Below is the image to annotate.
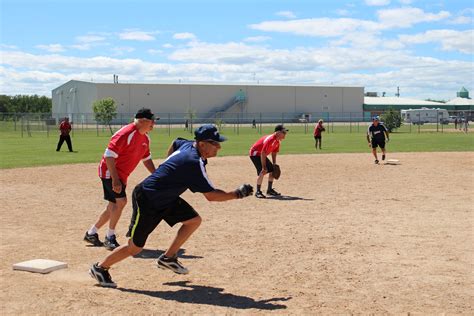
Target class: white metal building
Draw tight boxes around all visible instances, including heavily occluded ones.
[52,80,364,121]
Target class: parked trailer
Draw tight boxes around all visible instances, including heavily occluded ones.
[401,108,449,125]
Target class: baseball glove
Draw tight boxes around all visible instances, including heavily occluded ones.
[272,164,281,180]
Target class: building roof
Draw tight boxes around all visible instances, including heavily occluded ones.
[446,98,474,105]
[364,97,443,107]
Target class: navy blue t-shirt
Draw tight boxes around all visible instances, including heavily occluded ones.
[367,123,387,142]
[140,139,215,209]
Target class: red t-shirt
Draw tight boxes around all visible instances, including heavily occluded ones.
[249,134,280,156]
[313,123,324,137]
[99,123,151,184]
[59,121,71,136]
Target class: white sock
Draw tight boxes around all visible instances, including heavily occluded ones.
[87,225,97,235]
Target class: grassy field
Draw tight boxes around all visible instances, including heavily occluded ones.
[0,123,474,169]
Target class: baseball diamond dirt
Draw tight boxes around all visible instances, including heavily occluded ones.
[0,152,474,315]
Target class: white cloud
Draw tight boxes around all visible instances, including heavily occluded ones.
[71,44,92,51]
[249,18,379,37]
[76,35,105,43]
[377,7,451,29]
[119,30,155,42]
[146,49,163,55]
[0,44,18,49]
[173,33,196,40]
[275,11,296,19]
[244,36,271,43]
[365,0,390,6]
[36,44,66,53]
[399,29,474,54]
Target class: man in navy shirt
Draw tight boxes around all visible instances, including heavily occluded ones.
[367,116,390,164]
[89,125,253,287]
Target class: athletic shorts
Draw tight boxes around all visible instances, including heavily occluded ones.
[100,178,127,203]
[372,139,385,149]
[130,185,199,248]
[250,156,273,175]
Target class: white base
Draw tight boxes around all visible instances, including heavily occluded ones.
[385,159,400,165]
[13,259,67,273]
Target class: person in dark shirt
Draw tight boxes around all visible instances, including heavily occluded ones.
[56,117,73,153]
[367,116,390,164]
[89,125,253,287]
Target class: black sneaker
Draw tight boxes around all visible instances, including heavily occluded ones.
[156,254,189,274]
[267,189,281,196]
[89,262,117,288]
[104,235,120,250]
[255,191,267,199]
[84,232,104,247]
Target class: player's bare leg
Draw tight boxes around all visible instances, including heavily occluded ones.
[165,216,202,258]
[372,148,379,164]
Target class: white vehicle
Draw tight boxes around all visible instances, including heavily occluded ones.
[401,108,449,125]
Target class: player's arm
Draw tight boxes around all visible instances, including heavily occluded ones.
[143,158,156,173]
[105,157,122,193]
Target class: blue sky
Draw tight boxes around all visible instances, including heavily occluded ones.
[0,0,474,100]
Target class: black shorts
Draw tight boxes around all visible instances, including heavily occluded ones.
[130,185,199,248]
[372,139,385,149]
[100,178,127,203]
[250,156,273,175]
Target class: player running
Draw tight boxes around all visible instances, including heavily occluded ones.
[249,124,289,199]
[84,108,158,250]
[89,125,253,287]
[367,116,390,164]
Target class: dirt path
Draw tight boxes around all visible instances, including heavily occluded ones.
[0,153,474,315]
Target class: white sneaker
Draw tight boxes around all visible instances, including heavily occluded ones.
[156,254,189,274]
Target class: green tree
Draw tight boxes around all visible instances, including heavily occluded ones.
[380,108,402,133]
[92,98,117,134]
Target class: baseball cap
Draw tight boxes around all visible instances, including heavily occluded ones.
[135,108,160,120]
[275,124,290,133]
[194,124,227,142]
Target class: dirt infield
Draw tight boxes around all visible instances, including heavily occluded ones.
[0,152,474,315]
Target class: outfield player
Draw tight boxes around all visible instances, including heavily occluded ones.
[313,120,326,149]
[367,116,390,164]
[56,117,73,153]
[249,124,289,199]
[84,108,155,250]
[89,125,253,287]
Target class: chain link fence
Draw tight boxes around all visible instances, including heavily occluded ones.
[0,111,474,137]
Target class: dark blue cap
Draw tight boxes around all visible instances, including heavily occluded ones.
[194,124,227,142]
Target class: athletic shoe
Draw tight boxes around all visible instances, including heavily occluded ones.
[156,254,189,274]
[267,189,281,196]
[104,235,120,250]
[255,191,267,199]
[84,232,104,247]
[89,262,117,287]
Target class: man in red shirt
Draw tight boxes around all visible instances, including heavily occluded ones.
[249,124,289,199]
[56,117,73,153]
[313,120,326,149]
[84,108,155,250]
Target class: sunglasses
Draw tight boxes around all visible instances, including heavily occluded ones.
[203,140,220,146]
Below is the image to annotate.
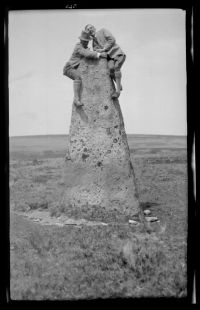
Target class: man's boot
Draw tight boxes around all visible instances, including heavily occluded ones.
[74,80,83,107]
[112,71,122,98]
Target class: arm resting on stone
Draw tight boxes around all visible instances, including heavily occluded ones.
[77,47,100,59]
[101,29,116,52]
[92,40,102,51]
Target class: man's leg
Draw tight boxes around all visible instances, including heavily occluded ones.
[64,68,83,107]
[73,79,83,107]
[112,55,126,98]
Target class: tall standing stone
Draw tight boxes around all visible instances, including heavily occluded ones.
[62,59,139,220]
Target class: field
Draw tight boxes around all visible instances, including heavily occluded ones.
[9,135,188,300]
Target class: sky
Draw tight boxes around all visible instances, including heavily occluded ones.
[8,9,187,136]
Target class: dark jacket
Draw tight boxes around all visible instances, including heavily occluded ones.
[65,42,98,69]
[92,28,124,58]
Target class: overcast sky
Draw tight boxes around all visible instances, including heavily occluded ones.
[9,9,187,136]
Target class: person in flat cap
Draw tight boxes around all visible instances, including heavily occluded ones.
[63,30,107,107]
[85,24,126,98]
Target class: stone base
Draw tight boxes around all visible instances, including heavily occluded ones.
[63,59,139,217]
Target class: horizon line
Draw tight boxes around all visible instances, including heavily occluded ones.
[9,133,187,138]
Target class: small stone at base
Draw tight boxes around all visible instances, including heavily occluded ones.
[144,210,151,215]
[128,220,138,225]
[146,216,158,222]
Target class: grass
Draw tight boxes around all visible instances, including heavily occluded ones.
[10,137,187,300]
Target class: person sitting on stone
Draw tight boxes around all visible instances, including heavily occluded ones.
[85,24,126,98]
[63,30,107,107]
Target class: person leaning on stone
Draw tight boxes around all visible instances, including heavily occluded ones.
[85,24,126,98]
[63,30,107,106]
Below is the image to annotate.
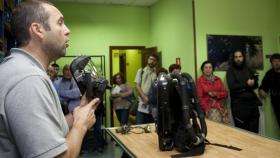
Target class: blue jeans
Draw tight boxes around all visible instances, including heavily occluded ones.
[116,109,129,125]
[136,111,155,125]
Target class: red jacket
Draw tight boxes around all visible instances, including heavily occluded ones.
[196,75,228,112]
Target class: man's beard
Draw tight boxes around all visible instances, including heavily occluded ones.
[42,42,66,61]
[234,61,244,68]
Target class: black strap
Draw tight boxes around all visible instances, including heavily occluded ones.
[171,143,205,158]
[205,139,242,151]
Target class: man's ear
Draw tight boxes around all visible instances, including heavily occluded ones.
[29,23,44,38]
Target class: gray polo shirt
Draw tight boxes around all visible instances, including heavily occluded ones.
[0,48,69,158]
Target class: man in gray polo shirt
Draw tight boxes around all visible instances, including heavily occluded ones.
[0,0,99,158]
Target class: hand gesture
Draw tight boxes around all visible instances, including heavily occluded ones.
[73,95,99,130]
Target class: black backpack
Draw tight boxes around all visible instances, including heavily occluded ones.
[153,73,207,157]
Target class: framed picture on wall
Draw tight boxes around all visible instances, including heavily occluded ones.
[207,35,263,70]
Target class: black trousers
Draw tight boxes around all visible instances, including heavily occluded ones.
[271,98,280,127]
[231,103,260,133]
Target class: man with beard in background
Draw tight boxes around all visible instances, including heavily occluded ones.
[226,50,261,133]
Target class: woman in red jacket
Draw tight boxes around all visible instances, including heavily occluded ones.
[196,61,229,123]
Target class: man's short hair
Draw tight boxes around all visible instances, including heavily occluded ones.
[148,53,159,61]
[269,53,280,63]
[168,64,181,73]
[11,0,53,46]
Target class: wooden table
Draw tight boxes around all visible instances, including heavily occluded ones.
[106,120,280,158]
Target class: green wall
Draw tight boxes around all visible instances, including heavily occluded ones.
[53,0,280,138]
[55,2,150,125]
[195,0,280,138]
[150,0,195,76]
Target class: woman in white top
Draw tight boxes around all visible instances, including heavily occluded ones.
[111,73,133,125]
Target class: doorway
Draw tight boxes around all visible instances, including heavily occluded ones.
[109,46,161,126]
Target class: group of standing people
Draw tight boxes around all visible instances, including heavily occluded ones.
[112,50,280,136]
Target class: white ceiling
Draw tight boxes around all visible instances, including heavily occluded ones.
[52,0,158,7]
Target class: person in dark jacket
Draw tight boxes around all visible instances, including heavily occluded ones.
[259,53,280,127]
[226,50,261,133]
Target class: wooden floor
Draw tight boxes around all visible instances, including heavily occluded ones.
[106,121,280,158]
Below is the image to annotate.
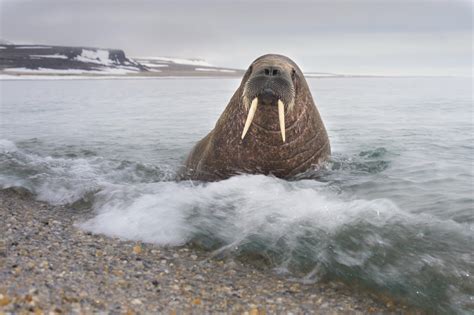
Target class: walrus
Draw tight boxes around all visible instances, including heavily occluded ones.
[181,54,331,181]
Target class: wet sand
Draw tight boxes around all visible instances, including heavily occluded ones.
[0,188,418,314]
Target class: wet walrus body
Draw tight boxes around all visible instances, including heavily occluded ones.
[182,55,331,181]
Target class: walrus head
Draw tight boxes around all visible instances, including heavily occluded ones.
[241,55,301,142]
[180,55,331,180]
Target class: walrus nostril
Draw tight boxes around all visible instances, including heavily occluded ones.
[258,89,277,105]
[263,67,281,77]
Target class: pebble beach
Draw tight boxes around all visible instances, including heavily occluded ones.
[0,188,419,314]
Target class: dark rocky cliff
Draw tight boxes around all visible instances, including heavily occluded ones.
[0,45,147,72]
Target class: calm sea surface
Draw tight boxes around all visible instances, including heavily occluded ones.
[0,78,474,313]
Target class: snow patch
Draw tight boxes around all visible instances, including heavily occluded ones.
[4,68,138,74]
[30,54,68,59]
[74,49,115,66]
[14,46,53,49]
[194,68,235,73]
[135,57,212,67]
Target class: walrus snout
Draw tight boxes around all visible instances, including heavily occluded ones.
[257,88,278,105]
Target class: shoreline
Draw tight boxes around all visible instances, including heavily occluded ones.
[0,188,422,314]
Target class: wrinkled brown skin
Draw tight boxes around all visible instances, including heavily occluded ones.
[181,55,331,181]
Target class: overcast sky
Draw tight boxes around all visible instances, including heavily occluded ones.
[0,0,473,75]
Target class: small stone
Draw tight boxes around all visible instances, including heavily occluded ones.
[0,294,10,306]
[133,245,142,255]
[132,299,142,305]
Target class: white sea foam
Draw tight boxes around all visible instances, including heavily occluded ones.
[81,175,399,246]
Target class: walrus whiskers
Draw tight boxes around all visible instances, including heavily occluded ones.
[278,99,286,142]
[242,97,258,140]
[180,55,331,181]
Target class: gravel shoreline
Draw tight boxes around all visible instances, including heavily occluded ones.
[0,188,420,314]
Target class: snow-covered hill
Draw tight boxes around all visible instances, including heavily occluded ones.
[133,57,243,76]
[0,45,146,74]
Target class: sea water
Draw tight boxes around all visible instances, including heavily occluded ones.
[0,78,474,313]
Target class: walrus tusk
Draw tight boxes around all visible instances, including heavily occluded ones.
[278,100,286,142]
[242,97,258,140]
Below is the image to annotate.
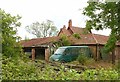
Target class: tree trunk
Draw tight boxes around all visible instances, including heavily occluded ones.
[112,49,115,64]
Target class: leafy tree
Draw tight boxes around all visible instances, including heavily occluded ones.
[0,9,21,57]
[83,0,120,63]
[73,33,81,39]
[26,20,57,37]
[53,35,71,48]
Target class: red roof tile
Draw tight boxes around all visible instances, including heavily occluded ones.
[93,34,109,44]
[71,33,96,45]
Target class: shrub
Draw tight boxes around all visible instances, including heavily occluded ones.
[73,33,80,39]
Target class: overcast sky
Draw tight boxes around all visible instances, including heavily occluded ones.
[0,0,110,39]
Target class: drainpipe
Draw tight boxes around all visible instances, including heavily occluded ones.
[32,46,35,61]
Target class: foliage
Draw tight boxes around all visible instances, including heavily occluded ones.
[2,58,118,80]
[73,33,80,39]
[0,9,21,57]
[80,68,118,80]
[54,35,71,47]
[26,20,57,37]
[83,1,120,52]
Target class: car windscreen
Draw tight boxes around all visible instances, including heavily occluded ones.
[55,48,65,55]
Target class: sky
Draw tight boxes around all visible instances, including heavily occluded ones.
[0,0,110,39]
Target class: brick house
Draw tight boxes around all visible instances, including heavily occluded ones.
[21,20,120,61]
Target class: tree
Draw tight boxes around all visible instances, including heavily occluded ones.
[26,20,57,37]
[0,9,21,57]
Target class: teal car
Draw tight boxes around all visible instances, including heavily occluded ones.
[50,46,91,62]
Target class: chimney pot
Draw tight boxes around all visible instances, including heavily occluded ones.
[63,25,66,29]
[68,19,72,28]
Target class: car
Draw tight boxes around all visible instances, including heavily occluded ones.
[49,46,91,62]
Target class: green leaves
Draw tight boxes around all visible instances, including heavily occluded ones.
[83,1,120,52]
[0,9,21,57]
[26,20,57,37]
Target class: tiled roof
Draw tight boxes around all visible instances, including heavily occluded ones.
[93,34,109,44]
[73,33,96,45]
[21,37,59,47]
[70,26,85,34]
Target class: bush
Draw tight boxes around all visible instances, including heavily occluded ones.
[77,53,88,65]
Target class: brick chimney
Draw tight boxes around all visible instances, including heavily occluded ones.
[63,25,66,29]
[68,19,72,28]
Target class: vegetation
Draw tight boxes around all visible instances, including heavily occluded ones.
[0,9,21,57]
[77,53,88,65]
[83,0,120,63]
[54,35,71,48]
[26,20,57,37]
[73,33,80,39]
[2,58,118,80]
[0,5,118,80]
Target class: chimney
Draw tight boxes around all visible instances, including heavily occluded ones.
[68,19,72,28]
[63,25,66,29]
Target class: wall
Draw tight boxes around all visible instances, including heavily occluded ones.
[89,46,97,60]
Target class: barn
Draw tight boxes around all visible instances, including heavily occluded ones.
[21,20,120,61]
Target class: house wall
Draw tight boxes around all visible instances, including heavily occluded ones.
[89,46,97,60]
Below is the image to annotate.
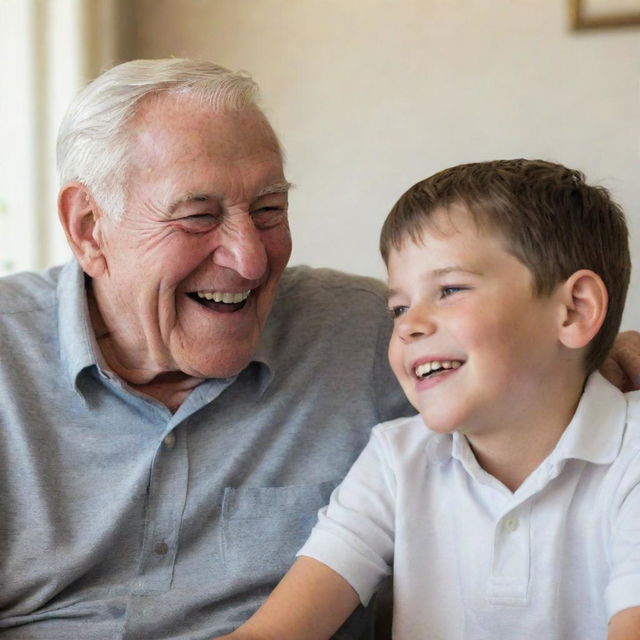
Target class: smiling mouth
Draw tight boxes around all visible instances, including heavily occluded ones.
[414,360,464,380]
[187,291,251,313]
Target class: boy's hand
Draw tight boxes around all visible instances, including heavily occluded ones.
[600,331,640,391]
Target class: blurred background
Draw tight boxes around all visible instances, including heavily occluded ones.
[0,0,640,329]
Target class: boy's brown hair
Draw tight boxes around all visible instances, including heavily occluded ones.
[380,159,631,373]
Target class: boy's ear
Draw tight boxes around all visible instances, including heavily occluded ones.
[559,269,609,349]
[58,182,106,278]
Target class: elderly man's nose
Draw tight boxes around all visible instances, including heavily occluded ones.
[213,217,267,280]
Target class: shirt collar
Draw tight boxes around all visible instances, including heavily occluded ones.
[549,372,627,464]
[442,372,627,469]
[57,260,101,389]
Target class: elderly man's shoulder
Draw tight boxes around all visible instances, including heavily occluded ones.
[0,267,61,317]
[279,265,386,307]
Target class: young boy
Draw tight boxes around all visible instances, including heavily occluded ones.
[216,160,640,640]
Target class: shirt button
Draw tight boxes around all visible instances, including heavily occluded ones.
[504,516,518,532]
[153,540,169,556]
[163,433,176,449]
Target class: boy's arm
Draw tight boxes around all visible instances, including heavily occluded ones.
[217,556,359,640]
[607,607,640,640]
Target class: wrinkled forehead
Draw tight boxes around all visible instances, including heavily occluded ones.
[128,92,283,162]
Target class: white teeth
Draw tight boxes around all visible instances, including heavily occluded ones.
[197,291,251,304]
[415,360,462,378]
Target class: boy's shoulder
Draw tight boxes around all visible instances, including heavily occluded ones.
[624,391,640,453]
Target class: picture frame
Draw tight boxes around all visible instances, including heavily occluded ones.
[569,0,640,31]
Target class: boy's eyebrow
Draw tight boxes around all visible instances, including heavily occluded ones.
[386,264,482,301]
[431,264,480,277]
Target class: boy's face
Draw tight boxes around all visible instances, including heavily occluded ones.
[388,207,564,434]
━━━━
◆ GOAL:
Repeat the rows word for word, starting at the line that contains "Target class: man in red shirt" and ending after the line that contains "[62,59,139,220]". Leave the pictures out of your copy.

◆ FULL ANSWER:
Target class: man in red shirt
Draw tight boxes around all visible instances, including heavily occluded ones.
[249,124,289,199]
[56,117,73,153]
[313,120,326,149]
[84,108,155,250]
Target class: sunglasses
Draw tight boxes around all visible instances, including heavily occluded ones.
[203,140,220,146]
Below is the image to annotate.
Target class: man's boot
Draw tight boxes around all visible instances, including heavily occluded ones.
[74,80,83,107]
[112,71,122,98]
Target class: arm resting on stone
Draw tight boxes around all visible instances, including heavily occluded ones.
[77,47,100,59]
[101,29,116,52]
[92,40,102,51]
Target class: man's leg
Draw tight boxes around all visible instances, including heavily occluded ones.
[64,68,83,107]
[73,79,83,107]
[112,55,126,98]
Target class: tall standing stone
Draw tight boxes around all visible instances, including heavily occluded ones.
[62,59,139,220]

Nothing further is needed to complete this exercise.